* **THE PROBLEM**
Return every line of the listing below that contains the string "positive", matching case exactly.

Segmentation mask data

----------------

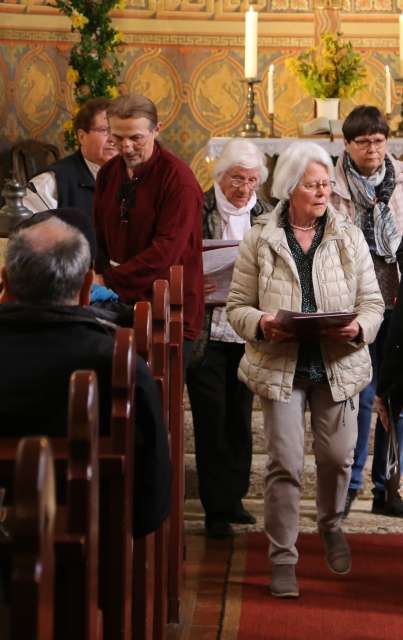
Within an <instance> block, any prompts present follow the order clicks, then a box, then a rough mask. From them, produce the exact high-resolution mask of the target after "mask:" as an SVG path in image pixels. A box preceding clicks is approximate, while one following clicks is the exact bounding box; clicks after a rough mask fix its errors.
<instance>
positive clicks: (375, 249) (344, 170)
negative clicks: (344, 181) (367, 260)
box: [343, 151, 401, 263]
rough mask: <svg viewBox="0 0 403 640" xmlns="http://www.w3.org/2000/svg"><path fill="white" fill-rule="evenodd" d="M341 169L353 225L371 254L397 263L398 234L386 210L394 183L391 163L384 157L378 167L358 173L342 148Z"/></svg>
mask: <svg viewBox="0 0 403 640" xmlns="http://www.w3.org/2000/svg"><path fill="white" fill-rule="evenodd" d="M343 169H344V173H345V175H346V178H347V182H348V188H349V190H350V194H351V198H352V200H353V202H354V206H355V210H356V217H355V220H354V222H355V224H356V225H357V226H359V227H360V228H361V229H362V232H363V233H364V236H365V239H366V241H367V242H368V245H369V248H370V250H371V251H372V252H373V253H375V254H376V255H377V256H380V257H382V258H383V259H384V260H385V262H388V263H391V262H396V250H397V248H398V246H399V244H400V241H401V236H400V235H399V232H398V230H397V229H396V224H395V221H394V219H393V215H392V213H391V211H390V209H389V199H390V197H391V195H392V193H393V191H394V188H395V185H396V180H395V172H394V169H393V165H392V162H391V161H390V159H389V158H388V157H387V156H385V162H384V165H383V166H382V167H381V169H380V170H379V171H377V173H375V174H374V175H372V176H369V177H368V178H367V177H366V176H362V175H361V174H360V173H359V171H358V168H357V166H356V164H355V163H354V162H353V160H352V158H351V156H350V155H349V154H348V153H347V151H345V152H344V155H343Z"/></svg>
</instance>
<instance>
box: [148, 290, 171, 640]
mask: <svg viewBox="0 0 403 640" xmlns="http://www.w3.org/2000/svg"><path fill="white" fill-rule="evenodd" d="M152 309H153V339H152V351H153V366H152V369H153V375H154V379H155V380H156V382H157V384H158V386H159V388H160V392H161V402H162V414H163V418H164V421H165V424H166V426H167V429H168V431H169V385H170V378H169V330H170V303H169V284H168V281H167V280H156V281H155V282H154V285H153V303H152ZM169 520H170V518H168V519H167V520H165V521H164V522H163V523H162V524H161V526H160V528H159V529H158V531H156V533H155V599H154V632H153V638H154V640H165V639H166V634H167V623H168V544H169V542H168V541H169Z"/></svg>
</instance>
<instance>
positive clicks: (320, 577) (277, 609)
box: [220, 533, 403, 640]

----------------

* **EXERCISE SOLUTION**
positive clicks: (375, 249) (344, 170)
positive clicks: (320, 577) (277, 609)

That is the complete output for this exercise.